Report every line from the material that contains the word "grass".

- Data extract:
Segment Open
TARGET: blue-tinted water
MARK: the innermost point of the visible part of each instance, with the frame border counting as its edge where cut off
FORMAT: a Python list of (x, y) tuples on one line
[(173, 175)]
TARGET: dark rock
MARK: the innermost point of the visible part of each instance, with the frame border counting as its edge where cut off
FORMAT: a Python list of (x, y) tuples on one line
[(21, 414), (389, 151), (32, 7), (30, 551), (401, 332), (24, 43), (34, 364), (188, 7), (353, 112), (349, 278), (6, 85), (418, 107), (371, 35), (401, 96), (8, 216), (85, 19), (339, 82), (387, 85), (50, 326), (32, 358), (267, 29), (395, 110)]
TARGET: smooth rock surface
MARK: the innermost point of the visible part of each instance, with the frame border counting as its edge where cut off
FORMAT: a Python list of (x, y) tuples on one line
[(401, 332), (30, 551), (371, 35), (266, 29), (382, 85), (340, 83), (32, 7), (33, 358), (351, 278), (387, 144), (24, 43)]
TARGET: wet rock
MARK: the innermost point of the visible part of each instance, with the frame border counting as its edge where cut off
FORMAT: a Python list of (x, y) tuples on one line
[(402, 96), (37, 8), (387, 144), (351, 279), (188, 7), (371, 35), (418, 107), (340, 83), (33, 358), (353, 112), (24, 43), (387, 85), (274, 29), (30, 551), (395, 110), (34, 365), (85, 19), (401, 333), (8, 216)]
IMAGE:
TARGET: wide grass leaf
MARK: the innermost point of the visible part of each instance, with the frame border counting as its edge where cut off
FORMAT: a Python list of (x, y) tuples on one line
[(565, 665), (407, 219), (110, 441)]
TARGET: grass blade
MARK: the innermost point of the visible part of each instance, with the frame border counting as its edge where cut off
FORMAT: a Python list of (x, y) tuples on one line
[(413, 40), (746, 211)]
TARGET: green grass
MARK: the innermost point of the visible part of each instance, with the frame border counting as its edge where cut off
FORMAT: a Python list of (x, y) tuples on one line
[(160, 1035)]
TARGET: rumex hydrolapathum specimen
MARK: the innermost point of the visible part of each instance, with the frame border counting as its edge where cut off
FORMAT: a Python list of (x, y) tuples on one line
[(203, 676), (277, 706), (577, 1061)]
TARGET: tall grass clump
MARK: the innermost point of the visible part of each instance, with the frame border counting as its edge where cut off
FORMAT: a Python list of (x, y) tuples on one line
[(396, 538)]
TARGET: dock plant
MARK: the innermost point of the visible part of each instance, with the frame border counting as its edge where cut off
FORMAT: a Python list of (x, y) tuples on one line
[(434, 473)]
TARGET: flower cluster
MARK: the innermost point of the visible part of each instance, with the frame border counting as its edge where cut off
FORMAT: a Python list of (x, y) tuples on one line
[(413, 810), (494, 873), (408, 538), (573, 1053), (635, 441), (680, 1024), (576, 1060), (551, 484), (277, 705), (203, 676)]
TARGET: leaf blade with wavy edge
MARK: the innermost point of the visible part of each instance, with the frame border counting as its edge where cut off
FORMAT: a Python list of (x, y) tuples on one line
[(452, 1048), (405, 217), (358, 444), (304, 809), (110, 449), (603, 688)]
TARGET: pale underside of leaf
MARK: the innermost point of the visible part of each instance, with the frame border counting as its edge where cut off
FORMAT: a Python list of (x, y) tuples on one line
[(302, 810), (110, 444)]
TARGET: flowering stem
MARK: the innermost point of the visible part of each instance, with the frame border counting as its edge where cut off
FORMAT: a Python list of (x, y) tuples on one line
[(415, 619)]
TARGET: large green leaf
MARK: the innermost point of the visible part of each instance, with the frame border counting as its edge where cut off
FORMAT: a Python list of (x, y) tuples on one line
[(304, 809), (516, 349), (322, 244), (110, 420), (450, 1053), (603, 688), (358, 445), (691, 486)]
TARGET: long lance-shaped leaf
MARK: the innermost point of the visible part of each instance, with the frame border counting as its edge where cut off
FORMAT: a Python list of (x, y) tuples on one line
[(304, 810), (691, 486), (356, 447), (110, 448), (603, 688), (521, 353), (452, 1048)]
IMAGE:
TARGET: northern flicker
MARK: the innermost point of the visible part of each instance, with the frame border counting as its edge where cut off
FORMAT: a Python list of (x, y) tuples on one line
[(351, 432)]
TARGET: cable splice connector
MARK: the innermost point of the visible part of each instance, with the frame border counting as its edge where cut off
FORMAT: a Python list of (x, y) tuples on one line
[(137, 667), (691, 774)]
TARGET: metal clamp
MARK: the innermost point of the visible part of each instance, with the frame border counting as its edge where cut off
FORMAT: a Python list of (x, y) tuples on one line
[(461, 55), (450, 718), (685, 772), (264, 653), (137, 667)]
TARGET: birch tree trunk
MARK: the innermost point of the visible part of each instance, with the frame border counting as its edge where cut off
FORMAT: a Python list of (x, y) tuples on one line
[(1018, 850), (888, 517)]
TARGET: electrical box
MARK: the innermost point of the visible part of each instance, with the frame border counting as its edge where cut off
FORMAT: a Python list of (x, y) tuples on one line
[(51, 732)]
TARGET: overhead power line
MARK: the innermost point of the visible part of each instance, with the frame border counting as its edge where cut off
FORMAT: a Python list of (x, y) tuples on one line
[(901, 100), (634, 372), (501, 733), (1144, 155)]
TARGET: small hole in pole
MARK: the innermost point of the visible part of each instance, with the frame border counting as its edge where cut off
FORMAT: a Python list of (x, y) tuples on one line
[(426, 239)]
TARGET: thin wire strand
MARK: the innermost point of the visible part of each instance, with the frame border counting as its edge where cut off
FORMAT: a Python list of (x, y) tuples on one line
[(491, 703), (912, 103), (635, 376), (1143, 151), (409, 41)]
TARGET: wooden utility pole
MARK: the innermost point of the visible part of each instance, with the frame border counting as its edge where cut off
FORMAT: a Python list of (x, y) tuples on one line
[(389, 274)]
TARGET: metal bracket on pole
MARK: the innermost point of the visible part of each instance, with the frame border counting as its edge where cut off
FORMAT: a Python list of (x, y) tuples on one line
Segment Closed
- Result of the task:
TARGET: wide grass leaf
TARGET: grass blade
TARGET: green grass
TARGET: tall grass clump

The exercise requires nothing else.